● **Instructions for the task**: Using the listing below, work out how many lines carry the word "parked", and state nothing but that number.

● **Recorded data**:

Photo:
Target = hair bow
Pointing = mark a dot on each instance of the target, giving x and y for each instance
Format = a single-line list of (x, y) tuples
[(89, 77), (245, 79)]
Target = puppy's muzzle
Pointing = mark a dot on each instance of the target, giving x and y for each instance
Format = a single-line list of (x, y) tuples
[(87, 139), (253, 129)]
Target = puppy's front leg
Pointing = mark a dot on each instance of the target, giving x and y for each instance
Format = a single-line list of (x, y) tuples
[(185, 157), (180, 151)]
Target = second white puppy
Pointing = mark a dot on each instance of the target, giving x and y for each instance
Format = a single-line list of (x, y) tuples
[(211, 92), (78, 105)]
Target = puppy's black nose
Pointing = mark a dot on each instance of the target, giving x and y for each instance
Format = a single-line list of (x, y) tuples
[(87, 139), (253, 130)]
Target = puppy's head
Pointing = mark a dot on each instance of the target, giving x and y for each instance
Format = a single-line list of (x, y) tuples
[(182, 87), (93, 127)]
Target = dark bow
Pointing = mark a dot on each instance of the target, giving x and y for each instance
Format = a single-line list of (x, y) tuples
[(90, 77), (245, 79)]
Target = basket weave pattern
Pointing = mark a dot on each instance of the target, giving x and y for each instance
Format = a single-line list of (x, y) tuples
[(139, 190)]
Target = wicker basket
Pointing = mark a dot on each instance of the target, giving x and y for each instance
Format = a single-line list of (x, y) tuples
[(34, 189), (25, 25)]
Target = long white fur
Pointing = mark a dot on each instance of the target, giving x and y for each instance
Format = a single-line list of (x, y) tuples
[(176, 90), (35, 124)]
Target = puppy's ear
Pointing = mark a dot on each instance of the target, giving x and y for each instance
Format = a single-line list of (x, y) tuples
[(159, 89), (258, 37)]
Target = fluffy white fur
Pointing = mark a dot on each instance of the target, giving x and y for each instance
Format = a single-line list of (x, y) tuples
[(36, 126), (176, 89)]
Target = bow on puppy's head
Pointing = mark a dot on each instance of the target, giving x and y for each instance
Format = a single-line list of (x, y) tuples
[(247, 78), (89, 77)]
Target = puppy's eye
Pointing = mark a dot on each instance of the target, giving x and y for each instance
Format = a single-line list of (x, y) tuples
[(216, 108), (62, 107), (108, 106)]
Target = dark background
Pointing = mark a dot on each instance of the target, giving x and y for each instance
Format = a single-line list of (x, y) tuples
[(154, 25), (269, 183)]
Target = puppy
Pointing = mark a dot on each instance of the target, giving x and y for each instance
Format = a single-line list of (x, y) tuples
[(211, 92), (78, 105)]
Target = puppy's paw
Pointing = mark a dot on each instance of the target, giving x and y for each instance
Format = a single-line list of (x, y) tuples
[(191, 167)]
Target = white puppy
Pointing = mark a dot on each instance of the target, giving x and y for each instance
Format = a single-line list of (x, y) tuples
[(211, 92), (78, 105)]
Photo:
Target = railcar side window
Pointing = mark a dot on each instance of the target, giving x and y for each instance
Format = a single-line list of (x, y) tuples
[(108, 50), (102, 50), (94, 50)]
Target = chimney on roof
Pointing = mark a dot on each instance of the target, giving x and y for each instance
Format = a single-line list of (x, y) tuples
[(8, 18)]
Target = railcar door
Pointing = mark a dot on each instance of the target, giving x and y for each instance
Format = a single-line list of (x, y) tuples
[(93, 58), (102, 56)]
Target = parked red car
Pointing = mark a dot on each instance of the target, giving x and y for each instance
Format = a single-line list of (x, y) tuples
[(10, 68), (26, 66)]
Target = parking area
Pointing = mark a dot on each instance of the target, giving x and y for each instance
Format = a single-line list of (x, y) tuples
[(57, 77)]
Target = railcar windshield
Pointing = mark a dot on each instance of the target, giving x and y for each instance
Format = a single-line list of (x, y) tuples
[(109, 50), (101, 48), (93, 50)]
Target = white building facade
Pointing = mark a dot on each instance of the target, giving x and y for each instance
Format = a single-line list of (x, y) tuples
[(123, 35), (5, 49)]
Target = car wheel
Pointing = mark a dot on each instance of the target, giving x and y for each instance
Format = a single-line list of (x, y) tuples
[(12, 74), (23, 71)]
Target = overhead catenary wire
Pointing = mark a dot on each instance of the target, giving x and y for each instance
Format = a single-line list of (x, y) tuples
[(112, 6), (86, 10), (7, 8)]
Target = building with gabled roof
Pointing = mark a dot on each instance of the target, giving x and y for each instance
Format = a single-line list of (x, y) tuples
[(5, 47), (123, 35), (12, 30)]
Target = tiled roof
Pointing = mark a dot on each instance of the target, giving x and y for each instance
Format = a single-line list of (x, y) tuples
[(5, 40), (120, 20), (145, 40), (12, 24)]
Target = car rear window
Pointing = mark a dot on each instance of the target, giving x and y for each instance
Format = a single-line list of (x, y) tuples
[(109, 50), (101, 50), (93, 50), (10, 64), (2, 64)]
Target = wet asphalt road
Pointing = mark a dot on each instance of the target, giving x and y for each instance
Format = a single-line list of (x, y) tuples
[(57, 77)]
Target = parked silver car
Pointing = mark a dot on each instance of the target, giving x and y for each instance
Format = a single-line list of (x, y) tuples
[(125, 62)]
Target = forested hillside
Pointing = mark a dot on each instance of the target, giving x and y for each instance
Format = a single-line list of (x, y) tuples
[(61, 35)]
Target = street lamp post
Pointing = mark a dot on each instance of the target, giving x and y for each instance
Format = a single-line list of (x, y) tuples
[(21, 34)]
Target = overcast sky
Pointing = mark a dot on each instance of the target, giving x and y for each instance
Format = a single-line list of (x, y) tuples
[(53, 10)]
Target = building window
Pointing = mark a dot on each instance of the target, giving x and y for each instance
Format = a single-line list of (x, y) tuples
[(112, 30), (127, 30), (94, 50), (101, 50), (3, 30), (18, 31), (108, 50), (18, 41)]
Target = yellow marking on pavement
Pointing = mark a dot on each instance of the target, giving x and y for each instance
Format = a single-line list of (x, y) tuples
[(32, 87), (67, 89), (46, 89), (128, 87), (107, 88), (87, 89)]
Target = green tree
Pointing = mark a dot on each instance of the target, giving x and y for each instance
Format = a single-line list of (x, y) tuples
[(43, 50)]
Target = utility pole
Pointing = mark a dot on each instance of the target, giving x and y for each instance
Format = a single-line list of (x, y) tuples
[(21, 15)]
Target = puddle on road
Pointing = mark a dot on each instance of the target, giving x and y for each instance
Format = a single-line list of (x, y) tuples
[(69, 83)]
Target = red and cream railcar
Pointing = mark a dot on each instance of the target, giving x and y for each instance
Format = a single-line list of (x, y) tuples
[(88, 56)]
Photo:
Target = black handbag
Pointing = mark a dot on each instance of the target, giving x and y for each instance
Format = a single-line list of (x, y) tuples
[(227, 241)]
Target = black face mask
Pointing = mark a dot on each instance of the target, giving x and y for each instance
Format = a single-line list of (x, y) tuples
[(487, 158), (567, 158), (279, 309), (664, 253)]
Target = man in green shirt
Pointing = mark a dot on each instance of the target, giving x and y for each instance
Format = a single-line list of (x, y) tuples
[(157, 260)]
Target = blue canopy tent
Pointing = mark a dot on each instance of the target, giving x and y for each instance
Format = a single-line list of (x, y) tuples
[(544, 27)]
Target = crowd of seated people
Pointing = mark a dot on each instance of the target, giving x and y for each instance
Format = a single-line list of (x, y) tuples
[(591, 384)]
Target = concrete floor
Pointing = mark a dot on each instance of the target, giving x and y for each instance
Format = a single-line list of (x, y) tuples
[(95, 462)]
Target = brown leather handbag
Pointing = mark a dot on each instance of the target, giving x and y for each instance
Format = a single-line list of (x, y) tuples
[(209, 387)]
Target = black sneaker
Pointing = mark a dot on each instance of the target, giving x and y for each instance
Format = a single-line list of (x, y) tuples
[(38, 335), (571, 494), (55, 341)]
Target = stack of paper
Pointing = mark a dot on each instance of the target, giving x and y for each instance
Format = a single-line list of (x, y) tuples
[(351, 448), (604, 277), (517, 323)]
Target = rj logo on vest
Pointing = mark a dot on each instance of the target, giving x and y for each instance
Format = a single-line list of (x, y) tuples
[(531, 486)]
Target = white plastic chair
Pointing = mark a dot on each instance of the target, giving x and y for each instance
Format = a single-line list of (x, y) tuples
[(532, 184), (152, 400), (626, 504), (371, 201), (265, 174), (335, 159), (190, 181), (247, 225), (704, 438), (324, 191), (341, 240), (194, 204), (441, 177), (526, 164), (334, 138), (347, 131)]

● **Written solution**: 2